▸ **TASK INPUT**
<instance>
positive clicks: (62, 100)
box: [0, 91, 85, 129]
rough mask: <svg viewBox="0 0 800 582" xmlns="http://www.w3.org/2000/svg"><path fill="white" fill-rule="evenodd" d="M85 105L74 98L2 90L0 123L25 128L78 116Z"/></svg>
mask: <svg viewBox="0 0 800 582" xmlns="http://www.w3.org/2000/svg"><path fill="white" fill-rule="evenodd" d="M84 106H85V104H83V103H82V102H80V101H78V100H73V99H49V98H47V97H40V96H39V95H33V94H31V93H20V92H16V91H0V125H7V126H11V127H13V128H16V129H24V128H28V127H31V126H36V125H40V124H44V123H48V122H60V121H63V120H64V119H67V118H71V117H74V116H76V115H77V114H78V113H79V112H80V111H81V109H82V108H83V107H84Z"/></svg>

▸ **TASK TO CARRY OUT**
Give back the whole listing above, identical in every line.

▸ **RESPONSE AREA**
<instance>
positive clicks: (62, 100)
box: [0, 91, 85, 129]
rough mask: <svg viewBox="0 0 800 582" xmlns="http://www.w3.org/2000/svg"><path fill="white" fill-rule="evenodd" d="M85 105L74 98L2 90L0 123L25 128L78 116Z"/></svg>
mask: <svg viewBox="0 0 800 582" xmlns="http://www.w3.org/2000/svg"><path fill="white" fill-rule="evenodd" d="M84 106H85V104H83V103H82V102H80V101H78V100H73V99H49V98H47V97H40V96H39V95H33V94H31V93H20V92H16V91H0V125H7V126H11V127H13V128H16V129H24V128H28V127H31V126H36V125H40V124H44V123H48V122H60V121H63V120H64V119H67V118H71V117H74V116H76V115H77V114H78V113H79V112H80V111H81V109H82V108H83V107H84Z"/></svg>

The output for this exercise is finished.